• RECORDS PROVIDED:
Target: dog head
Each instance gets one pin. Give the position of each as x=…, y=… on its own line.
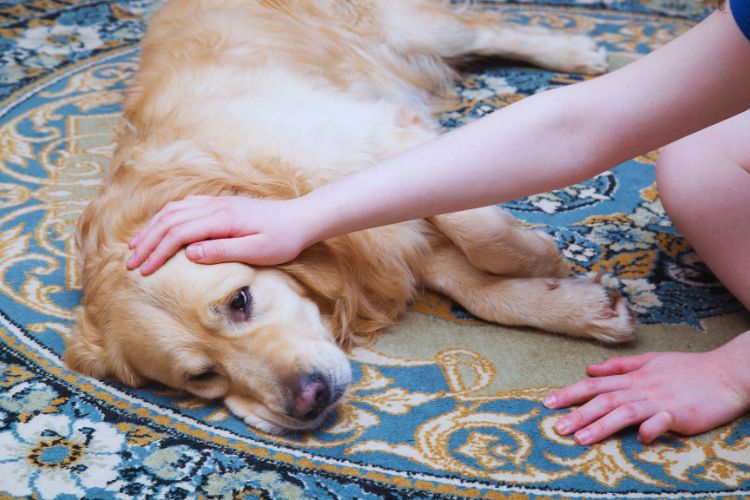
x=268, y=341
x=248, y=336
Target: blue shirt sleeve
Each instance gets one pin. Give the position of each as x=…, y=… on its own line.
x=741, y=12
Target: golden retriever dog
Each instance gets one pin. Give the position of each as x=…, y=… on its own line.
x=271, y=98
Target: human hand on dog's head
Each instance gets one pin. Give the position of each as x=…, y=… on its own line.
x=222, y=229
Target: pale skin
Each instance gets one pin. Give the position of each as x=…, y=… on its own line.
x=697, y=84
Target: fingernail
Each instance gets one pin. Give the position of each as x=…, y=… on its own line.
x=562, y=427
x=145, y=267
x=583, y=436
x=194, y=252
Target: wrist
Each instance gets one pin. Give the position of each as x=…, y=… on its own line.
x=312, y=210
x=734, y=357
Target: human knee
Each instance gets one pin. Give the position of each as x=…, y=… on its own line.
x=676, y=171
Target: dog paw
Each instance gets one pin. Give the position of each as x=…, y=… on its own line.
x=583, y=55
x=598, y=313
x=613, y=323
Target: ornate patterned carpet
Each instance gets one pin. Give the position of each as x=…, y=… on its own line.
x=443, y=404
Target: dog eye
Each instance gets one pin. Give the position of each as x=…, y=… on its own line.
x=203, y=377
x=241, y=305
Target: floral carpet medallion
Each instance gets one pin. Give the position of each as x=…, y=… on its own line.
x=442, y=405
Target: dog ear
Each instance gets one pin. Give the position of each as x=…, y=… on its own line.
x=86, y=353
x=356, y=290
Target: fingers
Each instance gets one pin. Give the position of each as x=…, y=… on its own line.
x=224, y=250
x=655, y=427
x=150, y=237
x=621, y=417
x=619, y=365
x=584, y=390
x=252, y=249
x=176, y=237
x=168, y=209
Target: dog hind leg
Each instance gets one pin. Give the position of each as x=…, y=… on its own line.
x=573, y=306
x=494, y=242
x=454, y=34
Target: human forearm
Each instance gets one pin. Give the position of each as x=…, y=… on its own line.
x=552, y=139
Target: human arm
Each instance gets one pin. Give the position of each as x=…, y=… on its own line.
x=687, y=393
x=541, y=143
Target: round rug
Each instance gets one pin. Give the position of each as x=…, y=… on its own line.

---

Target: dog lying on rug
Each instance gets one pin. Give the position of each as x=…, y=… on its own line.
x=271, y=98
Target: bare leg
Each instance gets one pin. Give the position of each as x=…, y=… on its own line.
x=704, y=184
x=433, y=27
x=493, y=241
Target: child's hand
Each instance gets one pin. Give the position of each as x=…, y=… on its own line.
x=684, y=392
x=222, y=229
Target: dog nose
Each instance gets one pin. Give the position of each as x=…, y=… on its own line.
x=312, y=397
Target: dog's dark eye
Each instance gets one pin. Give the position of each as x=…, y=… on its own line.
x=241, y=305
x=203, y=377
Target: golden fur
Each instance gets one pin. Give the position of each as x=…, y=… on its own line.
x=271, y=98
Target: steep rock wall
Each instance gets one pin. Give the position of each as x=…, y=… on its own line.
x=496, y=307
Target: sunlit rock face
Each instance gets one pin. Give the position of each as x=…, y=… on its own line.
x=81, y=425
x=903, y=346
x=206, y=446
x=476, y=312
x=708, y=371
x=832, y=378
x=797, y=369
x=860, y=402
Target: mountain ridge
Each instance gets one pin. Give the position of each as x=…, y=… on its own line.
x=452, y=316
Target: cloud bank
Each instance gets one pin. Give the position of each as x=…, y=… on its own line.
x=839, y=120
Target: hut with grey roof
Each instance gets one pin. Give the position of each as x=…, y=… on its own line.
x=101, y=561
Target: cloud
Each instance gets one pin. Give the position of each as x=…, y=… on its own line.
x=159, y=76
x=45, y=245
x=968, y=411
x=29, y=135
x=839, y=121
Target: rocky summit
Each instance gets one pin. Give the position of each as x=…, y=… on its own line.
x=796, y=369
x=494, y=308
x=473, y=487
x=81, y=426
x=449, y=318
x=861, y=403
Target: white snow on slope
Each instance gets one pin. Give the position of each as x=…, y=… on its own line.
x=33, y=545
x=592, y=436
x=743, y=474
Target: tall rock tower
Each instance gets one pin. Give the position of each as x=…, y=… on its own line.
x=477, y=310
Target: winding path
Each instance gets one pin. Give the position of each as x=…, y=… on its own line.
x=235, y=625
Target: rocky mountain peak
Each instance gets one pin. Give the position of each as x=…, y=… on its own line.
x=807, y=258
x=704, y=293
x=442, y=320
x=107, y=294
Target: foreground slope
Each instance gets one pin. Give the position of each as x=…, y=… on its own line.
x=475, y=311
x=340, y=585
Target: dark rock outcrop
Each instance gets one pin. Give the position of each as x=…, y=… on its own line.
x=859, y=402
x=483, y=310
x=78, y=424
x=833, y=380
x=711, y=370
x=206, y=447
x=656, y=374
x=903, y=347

---

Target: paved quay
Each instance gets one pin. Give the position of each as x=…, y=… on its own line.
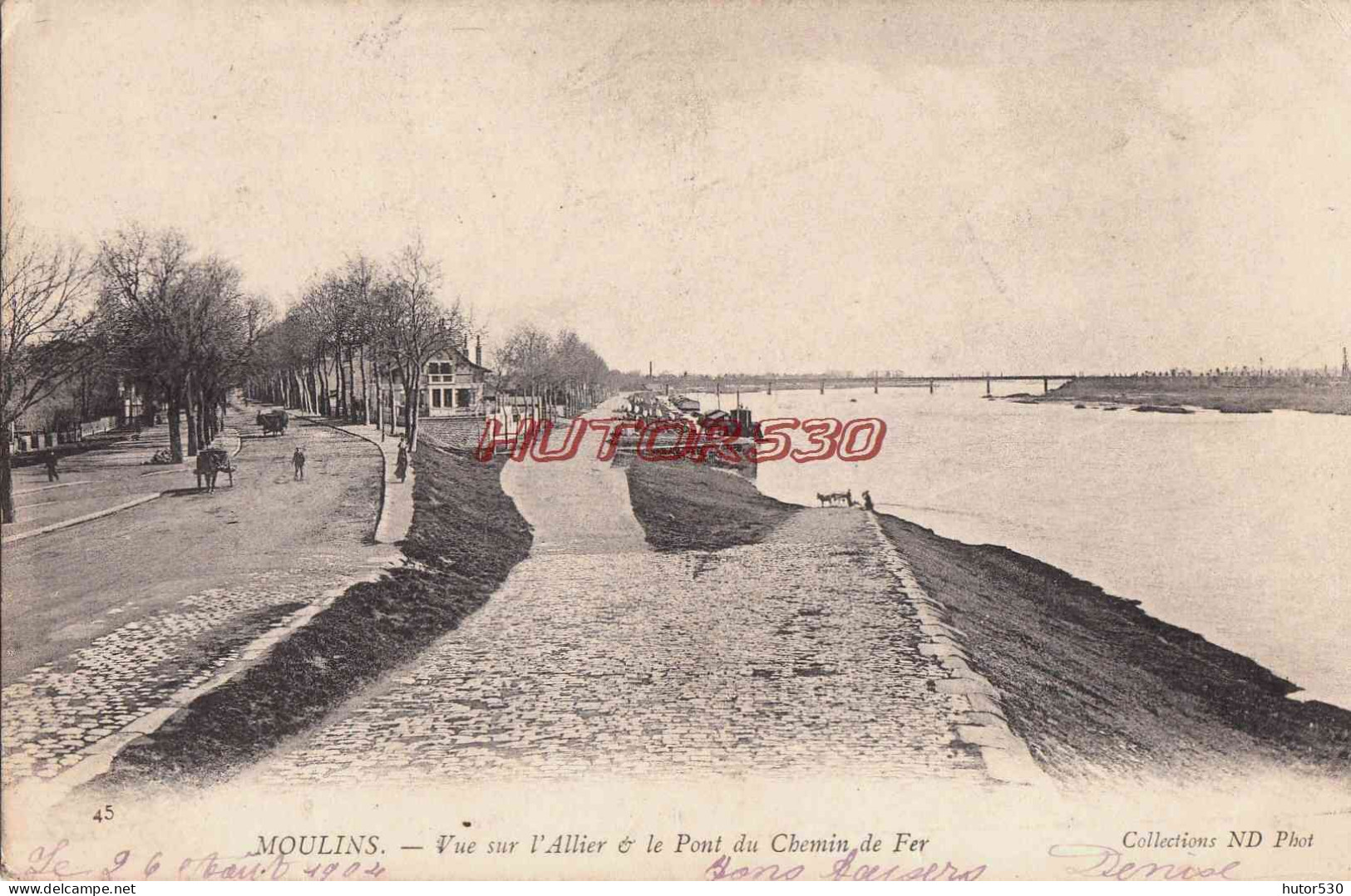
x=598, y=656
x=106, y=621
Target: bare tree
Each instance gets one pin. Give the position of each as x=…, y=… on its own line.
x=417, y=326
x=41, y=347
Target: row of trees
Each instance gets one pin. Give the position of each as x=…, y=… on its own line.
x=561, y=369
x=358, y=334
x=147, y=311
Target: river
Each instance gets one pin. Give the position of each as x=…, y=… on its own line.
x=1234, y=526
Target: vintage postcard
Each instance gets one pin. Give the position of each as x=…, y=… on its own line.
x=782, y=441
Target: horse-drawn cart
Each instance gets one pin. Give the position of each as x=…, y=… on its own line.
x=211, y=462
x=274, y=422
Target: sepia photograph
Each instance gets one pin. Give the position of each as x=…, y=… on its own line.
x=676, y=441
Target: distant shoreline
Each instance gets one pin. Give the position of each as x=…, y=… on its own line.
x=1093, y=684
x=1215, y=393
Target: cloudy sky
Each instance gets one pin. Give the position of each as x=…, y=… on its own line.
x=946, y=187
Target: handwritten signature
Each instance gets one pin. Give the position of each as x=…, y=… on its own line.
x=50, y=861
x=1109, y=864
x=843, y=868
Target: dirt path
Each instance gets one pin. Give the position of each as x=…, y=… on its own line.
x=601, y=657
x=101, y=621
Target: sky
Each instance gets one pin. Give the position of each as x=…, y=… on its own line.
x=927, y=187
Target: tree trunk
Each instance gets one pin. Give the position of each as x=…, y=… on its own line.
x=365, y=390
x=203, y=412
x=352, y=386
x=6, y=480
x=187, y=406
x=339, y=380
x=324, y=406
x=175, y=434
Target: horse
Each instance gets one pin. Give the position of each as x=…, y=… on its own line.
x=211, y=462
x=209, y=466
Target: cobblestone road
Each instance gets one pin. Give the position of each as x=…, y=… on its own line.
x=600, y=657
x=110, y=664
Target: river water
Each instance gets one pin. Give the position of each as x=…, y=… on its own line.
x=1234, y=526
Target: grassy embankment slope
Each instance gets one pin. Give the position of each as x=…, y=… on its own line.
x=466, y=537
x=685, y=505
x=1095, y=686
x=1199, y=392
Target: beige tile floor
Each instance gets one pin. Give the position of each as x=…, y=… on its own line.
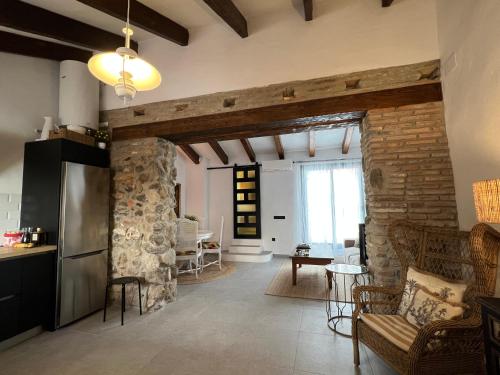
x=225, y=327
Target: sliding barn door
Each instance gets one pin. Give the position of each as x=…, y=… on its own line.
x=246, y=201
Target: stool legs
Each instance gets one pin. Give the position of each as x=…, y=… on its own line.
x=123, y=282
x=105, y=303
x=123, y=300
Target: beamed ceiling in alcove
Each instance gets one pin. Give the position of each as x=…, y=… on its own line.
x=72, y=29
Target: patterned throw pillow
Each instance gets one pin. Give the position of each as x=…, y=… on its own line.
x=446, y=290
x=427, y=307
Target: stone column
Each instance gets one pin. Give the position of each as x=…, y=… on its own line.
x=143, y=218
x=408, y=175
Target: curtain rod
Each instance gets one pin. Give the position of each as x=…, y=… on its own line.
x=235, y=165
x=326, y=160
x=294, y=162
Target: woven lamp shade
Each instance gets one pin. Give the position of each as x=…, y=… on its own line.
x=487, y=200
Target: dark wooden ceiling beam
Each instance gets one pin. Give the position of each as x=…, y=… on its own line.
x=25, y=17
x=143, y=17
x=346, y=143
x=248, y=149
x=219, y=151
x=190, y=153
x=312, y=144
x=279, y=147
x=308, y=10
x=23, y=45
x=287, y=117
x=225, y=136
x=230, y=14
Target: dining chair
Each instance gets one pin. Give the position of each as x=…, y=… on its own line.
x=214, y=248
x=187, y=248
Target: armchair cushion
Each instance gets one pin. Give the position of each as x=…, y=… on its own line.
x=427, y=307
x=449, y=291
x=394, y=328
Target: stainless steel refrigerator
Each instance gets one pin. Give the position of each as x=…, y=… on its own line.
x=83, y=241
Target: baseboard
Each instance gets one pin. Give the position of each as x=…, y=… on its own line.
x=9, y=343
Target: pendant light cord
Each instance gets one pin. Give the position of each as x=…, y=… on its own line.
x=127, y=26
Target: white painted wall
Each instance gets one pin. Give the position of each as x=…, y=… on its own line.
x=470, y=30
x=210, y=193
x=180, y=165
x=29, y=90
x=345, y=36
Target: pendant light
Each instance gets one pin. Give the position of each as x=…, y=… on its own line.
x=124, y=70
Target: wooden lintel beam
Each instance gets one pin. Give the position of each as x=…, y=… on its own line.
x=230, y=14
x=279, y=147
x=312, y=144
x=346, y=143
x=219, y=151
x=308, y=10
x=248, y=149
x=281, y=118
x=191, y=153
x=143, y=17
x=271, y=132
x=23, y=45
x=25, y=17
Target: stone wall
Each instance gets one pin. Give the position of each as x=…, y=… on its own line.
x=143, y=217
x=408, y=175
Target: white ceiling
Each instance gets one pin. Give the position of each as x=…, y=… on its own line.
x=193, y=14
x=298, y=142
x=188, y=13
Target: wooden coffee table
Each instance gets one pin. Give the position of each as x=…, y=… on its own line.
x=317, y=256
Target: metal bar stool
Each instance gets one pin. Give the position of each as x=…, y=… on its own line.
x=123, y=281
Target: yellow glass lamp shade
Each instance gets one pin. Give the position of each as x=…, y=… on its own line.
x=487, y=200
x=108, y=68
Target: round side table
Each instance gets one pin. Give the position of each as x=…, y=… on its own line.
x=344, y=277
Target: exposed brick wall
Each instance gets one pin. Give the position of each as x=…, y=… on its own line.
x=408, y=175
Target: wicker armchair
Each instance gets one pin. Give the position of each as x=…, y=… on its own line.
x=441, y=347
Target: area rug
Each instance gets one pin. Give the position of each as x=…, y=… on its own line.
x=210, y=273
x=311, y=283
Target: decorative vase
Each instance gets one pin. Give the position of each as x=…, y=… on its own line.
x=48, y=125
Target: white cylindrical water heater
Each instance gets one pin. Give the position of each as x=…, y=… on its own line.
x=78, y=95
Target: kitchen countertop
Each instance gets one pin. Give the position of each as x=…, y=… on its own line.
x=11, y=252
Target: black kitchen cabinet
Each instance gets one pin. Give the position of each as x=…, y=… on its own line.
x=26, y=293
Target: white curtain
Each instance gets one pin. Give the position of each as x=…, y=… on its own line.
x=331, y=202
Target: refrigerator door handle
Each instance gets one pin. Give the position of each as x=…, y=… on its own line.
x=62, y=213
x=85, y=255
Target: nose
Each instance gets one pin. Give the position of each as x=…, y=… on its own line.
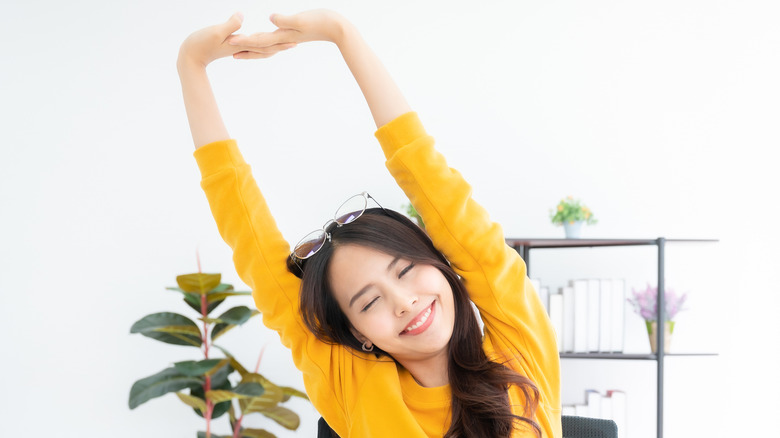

• TASK DETAILS: Filter the records above and copy each line that contains the string "shade". Treat uppercase and lowercase as different.

• EXPECTED ANSWER:
Target: woven lamp shade
Target: yellow glass lamp shade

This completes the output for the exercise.